=== Begin Enclosure ===

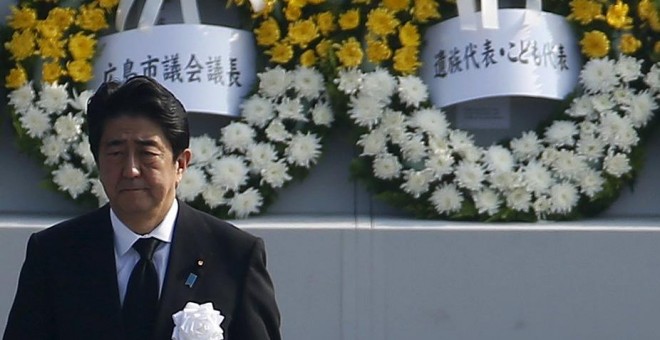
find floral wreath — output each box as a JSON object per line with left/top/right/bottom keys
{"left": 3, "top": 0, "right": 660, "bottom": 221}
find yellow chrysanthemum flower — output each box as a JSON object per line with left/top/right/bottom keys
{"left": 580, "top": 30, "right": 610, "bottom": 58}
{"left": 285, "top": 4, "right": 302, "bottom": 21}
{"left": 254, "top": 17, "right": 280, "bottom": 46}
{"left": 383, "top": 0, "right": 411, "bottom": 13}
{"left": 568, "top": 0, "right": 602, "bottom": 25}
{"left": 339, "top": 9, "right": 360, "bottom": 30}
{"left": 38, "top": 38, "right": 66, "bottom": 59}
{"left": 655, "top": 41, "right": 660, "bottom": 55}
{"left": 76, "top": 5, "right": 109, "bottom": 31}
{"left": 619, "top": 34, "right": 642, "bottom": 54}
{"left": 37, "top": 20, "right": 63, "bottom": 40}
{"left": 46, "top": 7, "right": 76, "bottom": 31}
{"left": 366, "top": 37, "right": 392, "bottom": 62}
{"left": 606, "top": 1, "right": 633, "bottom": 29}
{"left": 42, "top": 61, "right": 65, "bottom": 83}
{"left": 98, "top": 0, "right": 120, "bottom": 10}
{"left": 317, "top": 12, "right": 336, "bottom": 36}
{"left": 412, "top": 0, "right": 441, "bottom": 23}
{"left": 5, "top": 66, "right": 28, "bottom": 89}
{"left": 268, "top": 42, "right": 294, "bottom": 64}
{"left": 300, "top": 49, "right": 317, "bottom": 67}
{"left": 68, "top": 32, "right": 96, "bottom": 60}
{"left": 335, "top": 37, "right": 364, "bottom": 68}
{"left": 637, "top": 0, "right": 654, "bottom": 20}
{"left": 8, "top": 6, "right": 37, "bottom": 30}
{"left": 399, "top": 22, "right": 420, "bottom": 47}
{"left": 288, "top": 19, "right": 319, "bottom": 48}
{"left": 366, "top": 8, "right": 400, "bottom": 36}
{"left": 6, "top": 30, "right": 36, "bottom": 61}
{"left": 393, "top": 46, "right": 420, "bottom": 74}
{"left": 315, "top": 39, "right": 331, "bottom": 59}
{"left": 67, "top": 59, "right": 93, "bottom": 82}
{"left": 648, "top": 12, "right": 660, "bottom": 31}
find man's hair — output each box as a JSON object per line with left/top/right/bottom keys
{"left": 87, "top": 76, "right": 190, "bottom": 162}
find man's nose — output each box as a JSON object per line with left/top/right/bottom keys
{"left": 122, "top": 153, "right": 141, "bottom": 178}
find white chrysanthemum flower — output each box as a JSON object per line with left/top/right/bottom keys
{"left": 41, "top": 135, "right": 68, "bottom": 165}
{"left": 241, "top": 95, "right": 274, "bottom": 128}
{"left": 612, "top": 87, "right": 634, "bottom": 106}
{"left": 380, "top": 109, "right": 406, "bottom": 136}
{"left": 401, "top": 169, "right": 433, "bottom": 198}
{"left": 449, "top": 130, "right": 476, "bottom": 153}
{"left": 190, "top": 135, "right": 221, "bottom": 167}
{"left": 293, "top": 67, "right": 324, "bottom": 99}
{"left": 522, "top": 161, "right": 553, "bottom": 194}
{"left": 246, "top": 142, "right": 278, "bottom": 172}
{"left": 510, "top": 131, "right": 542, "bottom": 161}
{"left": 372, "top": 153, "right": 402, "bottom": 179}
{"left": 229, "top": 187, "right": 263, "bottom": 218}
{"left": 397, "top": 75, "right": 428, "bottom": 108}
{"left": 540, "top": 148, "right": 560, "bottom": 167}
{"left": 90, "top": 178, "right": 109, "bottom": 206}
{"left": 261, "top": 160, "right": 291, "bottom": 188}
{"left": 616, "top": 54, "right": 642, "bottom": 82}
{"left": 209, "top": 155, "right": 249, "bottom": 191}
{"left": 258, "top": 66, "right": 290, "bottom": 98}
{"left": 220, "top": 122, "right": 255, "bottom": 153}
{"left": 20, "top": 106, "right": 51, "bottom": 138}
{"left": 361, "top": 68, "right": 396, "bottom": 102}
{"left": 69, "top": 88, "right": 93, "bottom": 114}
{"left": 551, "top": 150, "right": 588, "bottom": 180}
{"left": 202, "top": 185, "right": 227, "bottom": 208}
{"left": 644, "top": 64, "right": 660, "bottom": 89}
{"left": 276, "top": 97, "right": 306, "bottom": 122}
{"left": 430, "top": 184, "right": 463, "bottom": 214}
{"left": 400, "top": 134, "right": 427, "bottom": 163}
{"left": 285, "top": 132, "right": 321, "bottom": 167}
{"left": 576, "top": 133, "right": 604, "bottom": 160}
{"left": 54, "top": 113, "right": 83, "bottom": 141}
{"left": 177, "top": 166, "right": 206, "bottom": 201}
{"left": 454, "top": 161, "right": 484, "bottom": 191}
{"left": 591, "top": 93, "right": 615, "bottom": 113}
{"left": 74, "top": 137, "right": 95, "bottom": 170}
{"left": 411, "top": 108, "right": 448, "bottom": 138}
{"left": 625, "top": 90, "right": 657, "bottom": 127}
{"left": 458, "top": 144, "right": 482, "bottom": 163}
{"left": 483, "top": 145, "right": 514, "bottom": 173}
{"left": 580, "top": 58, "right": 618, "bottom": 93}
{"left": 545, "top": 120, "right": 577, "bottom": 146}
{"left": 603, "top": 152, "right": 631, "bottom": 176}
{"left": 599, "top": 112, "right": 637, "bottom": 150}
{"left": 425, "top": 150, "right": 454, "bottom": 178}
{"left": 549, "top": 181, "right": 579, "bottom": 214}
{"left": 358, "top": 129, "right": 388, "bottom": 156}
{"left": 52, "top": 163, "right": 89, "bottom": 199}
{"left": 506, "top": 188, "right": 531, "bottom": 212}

=== End Enclosure ===

### Your instructions
The word "object" is the filter: copy every line of the listing above that contains it.

### Result of the task
find floral wreath — output each box as a JSON object per line with left/top/right/bottom keys
find yellow chrysanthemum flower — output each box as a JSON object per line with left/top/right/bottom keys
find man's hair — output each box as a JSON object per line with left/top/right/bottom keys
find man's nose — output each box as a JSON object per line with left/top/right/bottom keys
find white chrysanthemum flower — output each box as a JSON object per line with left/top/right/bottom keys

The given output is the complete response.